## Your task
Please repeat exactly the lines below from the one containing "formatted like [869,460]." down to the one containing "The call MUST return, for every instance of the boy in", both included, and nothing else.

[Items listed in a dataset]

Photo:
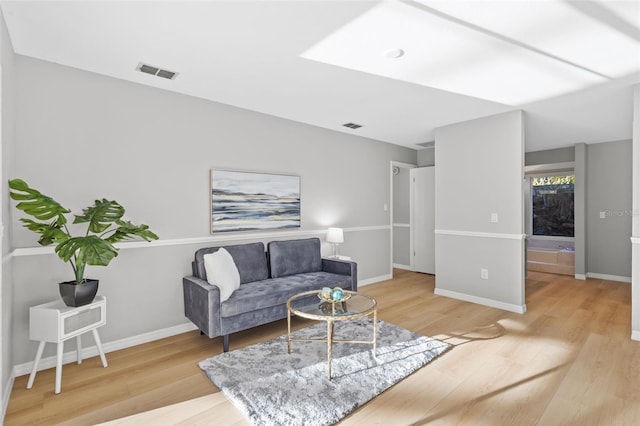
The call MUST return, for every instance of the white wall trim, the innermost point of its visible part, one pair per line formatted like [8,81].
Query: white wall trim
[608,277]
[501,236]
[518,309]
[401,266]
[373,280]
[6,396]
[217,239]
[92,351]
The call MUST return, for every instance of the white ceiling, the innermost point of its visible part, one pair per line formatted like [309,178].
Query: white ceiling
[569,65]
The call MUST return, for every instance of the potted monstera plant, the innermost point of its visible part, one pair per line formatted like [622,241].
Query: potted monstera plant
[104,228]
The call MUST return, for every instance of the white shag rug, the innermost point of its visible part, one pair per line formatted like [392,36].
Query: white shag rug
[272,387]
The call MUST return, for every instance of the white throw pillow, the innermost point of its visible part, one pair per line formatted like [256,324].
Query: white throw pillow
[222,272]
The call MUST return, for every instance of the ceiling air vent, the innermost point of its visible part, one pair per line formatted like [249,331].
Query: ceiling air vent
[158,72]
[431,144]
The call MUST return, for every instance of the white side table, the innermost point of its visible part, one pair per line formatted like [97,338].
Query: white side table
[56,322]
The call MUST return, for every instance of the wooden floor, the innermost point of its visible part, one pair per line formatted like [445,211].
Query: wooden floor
[568,361]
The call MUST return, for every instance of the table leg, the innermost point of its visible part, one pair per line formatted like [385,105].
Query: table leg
[32,376]
[59,366]
[288,331]
[329,345]
[79,348]
[375,332]
[99,345]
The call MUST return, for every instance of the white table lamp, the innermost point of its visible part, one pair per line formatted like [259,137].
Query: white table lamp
[335,236]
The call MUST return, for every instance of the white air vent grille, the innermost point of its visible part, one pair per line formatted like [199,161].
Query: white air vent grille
[158,72]
[431,144]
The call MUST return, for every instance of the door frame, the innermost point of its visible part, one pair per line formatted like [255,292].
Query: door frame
[402,165]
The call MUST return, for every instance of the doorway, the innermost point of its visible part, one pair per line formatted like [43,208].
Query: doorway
[400,220]
[550,221]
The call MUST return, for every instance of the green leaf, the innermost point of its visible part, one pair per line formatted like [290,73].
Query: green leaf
[101,215]
[89,250]
[49,232]
[127,230]
[37,204]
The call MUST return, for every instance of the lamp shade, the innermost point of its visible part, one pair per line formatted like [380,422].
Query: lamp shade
[335,235]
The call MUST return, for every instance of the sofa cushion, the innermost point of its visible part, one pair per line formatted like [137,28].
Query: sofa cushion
[276,291]
[222,272]
[250,259]
[294,257]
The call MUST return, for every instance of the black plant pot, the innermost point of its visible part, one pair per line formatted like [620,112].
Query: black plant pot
[74,294]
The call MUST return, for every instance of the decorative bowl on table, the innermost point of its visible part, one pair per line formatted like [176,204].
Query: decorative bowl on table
[333,295]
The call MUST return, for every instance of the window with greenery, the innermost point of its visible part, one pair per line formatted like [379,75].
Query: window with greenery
[552,205]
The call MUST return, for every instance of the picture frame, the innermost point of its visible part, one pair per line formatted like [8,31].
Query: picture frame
[251,201]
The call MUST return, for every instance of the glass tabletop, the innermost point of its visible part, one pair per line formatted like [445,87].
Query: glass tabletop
[310,305]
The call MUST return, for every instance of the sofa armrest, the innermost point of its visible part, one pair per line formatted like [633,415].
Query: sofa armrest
[202,305]
[342,267]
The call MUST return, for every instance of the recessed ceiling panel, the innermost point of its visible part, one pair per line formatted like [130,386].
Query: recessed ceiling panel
[507,61]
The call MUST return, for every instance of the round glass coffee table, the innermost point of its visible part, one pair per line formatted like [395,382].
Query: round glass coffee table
[310,305]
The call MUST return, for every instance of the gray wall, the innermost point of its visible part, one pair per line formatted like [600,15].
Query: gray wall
[609,190]
[152,150]
[401,231]
[550,156]
[6,135]
[472,182]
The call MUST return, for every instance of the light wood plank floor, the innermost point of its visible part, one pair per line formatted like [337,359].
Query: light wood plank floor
[568,361]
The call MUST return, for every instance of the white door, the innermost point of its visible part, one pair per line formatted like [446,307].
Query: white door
[423,245]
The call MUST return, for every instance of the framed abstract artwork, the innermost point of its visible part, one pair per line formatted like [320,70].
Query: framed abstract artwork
[243,201]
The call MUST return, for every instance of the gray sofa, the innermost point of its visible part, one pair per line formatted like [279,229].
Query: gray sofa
[267,280]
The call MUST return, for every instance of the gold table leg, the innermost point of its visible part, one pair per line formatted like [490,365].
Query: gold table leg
[375,331]
[329,343]
[288,331]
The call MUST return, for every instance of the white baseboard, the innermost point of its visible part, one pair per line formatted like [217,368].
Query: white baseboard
[609,277]
[518,309]
[6,395]
[401,266]
[92,351]
[374,280]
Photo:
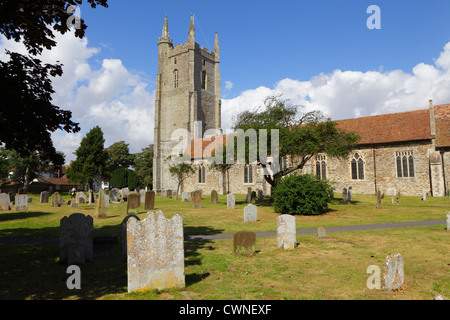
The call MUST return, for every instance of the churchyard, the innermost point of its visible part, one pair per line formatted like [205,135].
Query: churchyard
[330,267]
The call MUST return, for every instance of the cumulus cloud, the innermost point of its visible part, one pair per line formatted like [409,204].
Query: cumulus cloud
[349,94]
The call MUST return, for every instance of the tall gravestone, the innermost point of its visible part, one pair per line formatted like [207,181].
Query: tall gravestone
[44,197]
[21,203]
[244,243]
[124,234]
[56,200]
[231,201]
[214,197]
[5,203]
[393,272]
[149,203]
[155,253]
[286,232]
[76,239]
[250,213]
[133,202]
[197,199]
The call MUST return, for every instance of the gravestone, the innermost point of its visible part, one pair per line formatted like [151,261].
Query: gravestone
[57,200]
[344,194]
[231,201]
[250,213]
[21,203]
[76,239]
[197,199]
[133,202]
[44,197]
[5,203]
[244,243]
[124,234]
[100,209]
[286,232]
[114,194]
[393,272]
[214,197]
[186,196]
[81,197]
[321,232]
[149,203]
[155,251]
[260,195]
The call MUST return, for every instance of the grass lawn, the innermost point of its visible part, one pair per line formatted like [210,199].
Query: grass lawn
[330,268]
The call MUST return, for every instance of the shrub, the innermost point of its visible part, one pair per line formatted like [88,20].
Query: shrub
[302,194]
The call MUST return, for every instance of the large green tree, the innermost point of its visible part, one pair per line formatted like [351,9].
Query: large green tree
[27,114]
[91,161]
[301,135]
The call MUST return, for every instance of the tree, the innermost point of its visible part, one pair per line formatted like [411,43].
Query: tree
[300,138]
[27,116]
[179,171]
[91,159]
[143,166]
[119,156]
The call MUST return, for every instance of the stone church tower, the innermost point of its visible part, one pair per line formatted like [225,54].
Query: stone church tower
[187,97]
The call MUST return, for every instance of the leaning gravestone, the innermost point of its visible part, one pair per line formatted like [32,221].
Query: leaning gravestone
[76,239]
[186,196]
[155,253]
[133,202]
[244,243]
[250,213]
[5,203]
[124,234]
[197,199]
[393,272]
[214,197]
[56,200]
[231,201]
[321,232]
[21,202]
[149,201]
[44,197]
[100,209]
[286,232]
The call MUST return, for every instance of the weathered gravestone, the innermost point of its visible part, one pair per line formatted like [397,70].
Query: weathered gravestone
[5,203]
[44,197]
[344,194]
[155,253]
[244,243]
[186,196]
[286,232]
[133,202]
[231,201]
[81,197]
[250,213]
[57,200]
[114,194]
[197,199]
[124,234]
[21,203]
[149,203]
[100,209]
[321,232]
[76,239]
[214,197]
[393,272]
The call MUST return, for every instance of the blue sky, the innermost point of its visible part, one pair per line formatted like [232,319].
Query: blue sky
[318,54]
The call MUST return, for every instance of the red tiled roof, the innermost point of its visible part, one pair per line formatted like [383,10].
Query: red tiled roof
[387,128]
[442,119]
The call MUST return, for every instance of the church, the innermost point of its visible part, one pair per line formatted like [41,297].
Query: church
[407,151]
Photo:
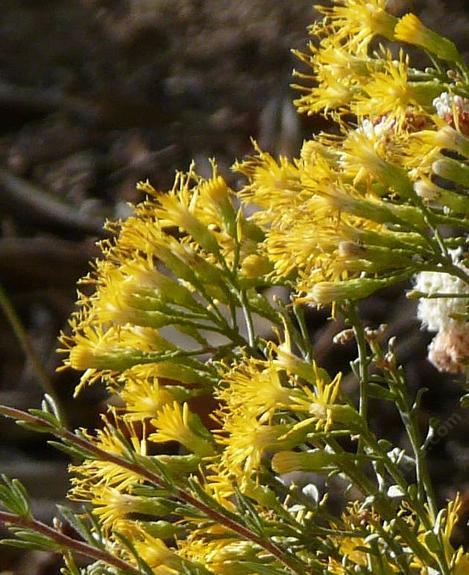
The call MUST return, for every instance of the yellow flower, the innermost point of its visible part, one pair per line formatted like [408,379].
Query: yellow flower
[144,398]
[220,556]
[111,505]
[356,22]
[410,29]
[91,474]
[253,386]
[245,440]
[174,423]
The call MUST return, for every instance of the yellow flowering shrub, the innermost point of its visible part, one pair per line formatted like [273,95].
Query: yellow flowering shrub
[173,319]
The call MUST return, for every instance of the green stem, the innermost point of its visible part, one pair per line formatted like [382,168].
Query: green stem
[66,542]
[248,318]
[363,374]
[28,349]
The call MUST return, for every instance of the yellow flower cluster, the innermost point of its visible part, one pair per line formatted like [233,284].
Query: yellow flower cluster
[170,324]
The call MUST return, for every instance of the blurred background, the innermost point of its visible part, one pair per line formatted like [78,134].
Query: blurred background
[97,95]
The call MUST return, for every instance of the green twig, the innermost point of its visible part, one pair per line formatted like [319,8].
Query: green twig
[28,349]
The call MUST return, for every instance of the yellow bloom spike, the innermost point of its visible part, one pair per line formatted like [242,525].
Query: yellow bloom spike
[174,423]
[356,22]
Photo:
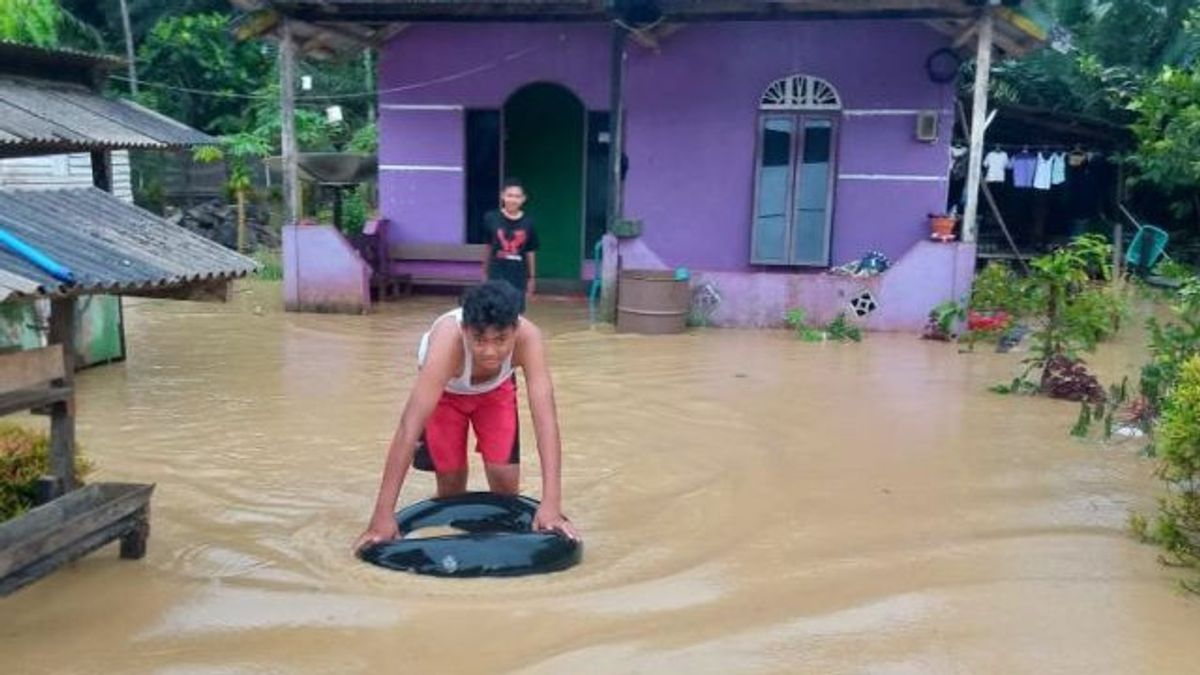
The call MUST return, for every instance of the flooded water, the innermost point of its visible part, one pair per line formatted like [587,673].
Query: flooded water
[750,503]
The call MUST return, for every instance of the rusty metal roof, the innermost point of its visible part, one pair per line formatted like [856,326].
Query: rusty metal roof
[111,246]
[41,117]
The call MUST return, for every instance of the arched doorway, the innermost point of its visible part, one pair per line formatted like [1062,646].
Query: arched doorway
[544,127]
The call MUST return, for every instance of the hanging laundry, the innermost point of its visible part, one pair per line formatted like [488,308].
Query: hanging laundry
[1057,168]
[1024,167]
[996,162]
[1042,173]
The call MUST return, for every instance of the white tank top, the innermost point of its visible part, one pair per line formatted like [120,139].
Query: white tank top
[461,383]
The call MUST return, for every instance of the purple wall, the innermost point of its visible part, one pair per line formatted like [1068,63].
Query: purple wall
[691,125]
[693,113]
[443,69]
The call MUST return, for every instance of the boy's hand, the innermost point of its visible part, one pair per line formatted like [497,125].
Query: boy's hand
[377,532]
[552,519]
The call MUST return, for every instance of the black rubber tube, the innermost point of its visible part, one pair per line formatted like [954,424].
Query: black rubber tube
[497,539]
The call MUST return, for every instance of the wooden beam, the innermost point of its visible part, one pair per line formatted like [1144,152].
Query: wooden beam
[966,35]
[198,292]
[288,124]
[978,120]
[385,34]
[63,332]
[616,121]
[30,368]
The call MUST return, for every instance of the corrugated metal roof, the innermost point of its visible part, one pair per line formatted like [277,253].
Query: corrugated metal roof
[111,246]
[63,117]
[25,52]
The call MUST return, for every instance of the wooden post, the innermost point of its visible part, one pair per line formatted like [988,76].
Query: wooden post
[616,123]
[102,178]
[63,414]
[241,220]
[129,48]
[978,121]
[102,169]
[287,112]
[369,82]
[1119,227]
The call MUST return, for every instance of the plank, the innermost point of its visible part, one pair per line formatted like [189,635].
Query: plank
[30,399]
[438,252]
[75,550]
[30,368]
[53,526]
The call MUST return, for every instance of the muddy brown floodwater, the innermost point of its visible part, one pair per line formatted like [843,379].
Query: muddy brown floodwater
[750,503]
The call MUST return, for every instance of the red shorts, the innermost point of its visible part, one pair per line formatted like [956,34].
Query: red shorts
[493,416]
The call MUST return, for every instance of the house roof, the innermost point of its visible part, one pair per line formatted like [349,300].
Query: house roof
[337,27]
[109,246]
[45,117]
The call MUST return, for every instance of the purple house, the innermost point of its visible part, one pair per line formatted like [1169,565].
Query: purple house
[763,143]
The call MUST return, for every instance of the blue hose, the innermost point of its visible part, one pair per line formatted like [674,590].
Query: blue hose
[36,257]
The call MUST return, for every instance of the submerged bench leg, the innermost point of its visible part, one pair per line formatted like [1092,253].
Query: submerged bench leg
[133,543]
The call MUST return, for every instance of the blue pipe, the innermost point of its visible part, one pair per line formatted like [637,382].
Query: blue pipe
[35,257]
[597,280]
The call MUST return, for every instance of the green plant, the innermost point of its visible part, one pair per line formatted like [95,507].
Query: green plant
[943,318]
[1174,269]
[999,288]
[1177,435]
[24,458]
[1073,309]
[840,329]
[1170,345]
[797,318]
[365,139]
[35,22]
[270,264]
[1168,133]
[238,150]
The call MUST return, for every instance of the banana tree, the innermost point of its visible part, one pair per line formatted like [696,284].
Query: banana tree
[238,150]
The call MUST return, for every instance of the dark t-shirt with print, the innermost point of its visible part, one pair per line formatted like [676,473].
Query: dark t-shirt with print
[510,239]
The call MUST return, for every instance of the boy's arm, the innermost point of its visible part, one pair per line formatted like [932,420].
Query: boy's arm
[431,380]
[545,423]
[532,270]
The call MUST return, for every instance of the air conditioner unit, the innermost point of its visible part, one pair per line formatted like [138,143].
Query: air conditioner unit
[927,126]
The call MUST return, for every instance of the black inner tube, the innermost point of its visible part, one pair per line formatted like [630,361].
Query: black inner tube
[497,539]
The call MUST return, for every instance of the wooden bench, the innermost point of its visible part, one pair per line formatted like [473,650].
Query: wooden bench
[69,525]
[468,256]
[30,380]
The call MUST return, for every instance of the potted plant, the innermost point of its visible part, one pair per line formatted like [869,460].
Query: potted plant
[942,226]
[623,228]
[943,320]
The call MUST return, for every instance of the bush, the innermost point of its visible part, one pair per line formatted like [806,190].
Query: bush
[999,290]
[24,458]
[270,264]
[1177,436]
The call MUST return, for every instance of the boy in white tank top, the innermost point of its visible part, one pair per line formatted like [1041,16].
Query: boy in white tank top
[466,378]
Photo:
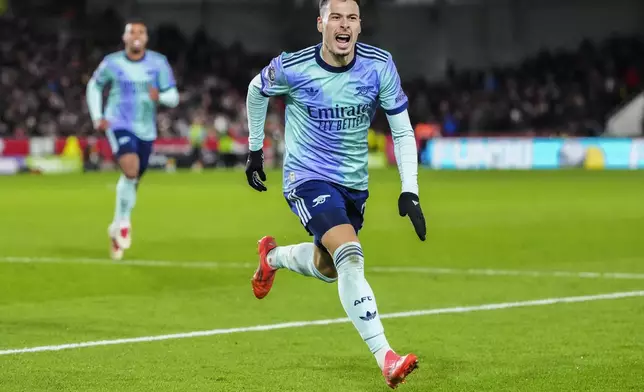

## Expected answer
The call MUST return, for every instance of the potted plant, the innermost point of its visible part, one pair per line formatted like [869,460].
Query: potted plant
[942,226]
[623,228]
[943,320]
The call MUST return, for every instance of the bush, the innermost point of its visible part, one pair per line formatted like [806,190].
Query: bush
[999,290]
[24,458]
[270,264]
[1177,436]
The call MUST return, for every instance of the boy in white tank top, the innermost point of its visible part, one pair per line formatted like [1041,16].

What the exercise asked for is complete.